Sección del documento:
────────────────

En el análisis de estos términos, solemos identificarlos como iguales, sumándose también el del Estado. Empero, cada uno guarda un matiz de distinción o especialidad; de allí que, cuando hablamos de país lo vinculamos con ese espectro geográfico territorial donde se asienta la nación y el Estado, donde por Nación conocemos al conglomerado humano y social que habita en ese hábitat, y el Estado, asume la conformidad de un concepto jurídico político, donde descansa la representatividad legal de la estructura del Poder Público, que bajo este concepto debería ser del Estado y no de la Nación, como comúnmente se define en la doctrina.
De esta inferencia didáctica, nace el tema que hoy queremos precisar.
Hablar de dos naciones y un país, necesariamente estriba en la idea sociológica de dejar ver las realidades del entorno humano que convive a diario.
No es un secreto para nadie, el que durante la formación de los sistemas político-sociales en el mundo, pasando desde corrientes filosóficas hasta la formación de los modos de producción, han matizado el complejo aspecto del manejo de las masas.
Como diría Freire, esa idea consciente del problema de la existencia de las clases sociales. Y sobre este aspecto, vierte la naturaleza de hablar de dos naciones, una la que padece y vive los vaivenes y vicisitudes del día a día, cargados con sueldos que no alcanzan para cubrir lo mínimo de las necesidades primarias; es la que debe salir a trabajar en búsqueda del sustento de la familia y la que empuja emprendimientos para equilibrar lo que se pueda. Es también esa parte mayoritaria dentro de este espectro, que no tiene ni para pagar medicinas, ni los útiles escolares; es ese gran grueso del país que recibe las bolsas Clap como tabla de salvación cuando logran tenerla, que viven en la esperanza de un vivir mejor que no llega a pesar de las vías con que el Estado precisa políticas sociales que al final se han venido transformando en los grandes negocios de la otra parte de la nación, la minoría por cierto; la que si puede ir a bodegones y planificar vacaciones, un pequeño cinturón de personas que tienen acceso a unos ingresos mejores que pueden gastar en las exhibiciones de Instagram y demás redes sociales. Y con ellos, quizás un pedacito de otras gentes que no pertenecen a ninguna de las anteriores. Estos dejaron de ser venezolanos, son esa nueva estirpe de amantes de valores dinerarios y de la dolce vita; algunos se hacen llamar políticos del New age o sencillamente “enchufados”. Algunos hacen gala de su poder, dinero, prebendas y corte de vida fina al mejor estilo de los gánster de Chicago.

────────────────

Datos de origen:
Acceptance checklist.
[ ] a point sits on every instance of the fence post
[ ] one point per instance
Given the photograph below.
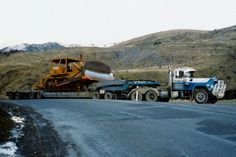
(136, 98)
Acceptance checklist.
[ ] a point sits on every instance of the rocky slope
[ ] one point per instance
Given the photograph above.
(212, 53)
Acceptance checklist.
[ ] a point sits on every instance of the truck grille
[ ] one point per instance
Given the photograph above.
(219, 89)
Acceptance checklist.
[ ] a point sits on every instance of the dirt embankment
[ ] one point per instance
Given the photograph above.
(38, 138)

────────────────

Tarea 1: Resume en dos oraciones el texto sobre país, nación y Estado.
Tarea 2: Reproduce literalmente el fragmento del texto sobre país, nación y Estado que comienza con «En el análisis» y continúa hasta «convive a diario.».
Los registros no tienen ninguna función en esta parte.

Respuesta del ejercicio 1: El texto distingue país, nación y Estado: el país es el espacio geográfico territorial, la nación es el conglomerado humano y social que lo habita, y el Estado es un concepto jurídico-político donde descansa la representatividad legal del Poder Público. A partir de esa distinción habla de dos naciones: una mayoritaria, con sueldos que no cubren las necesidades primarias y que recibe las bolsas Clap como tabla de salvación, y una minoría con mejores ingresos que puede ir a bodegones, planificar vacaciones y exhibirse en las redes sociales.

Respuesta del ejercicio 2:
En el análisis de estos términos, solemos identificarlos como iguales, sumándose también el del Estado. Empero, cada uno guarda un matiz de distinción o especialidad; de allí que, cuando hablamos de país lo vinculamos con ese espectro geográfico territorial donde se asienta la nación y el Estado, donde por Nación conocemos al conglomerado humano y social que habita en ese hábitat, y el Estado, asume la conformidad de un concepto jurídico político, donde descansa la representatividad legal de la estructura del Poder Público, que bajo este concepto debería ser del Estado y no de la Nación, como comúnmente se define en la doctrina.
De esta inferencia didáctica, nace el tema que hoy queremos precisar.
Hablar de dos naciones y un país, necesariamente estriba en la idea sociológica de dejar ver las realidades del entorno humano que convive a diario.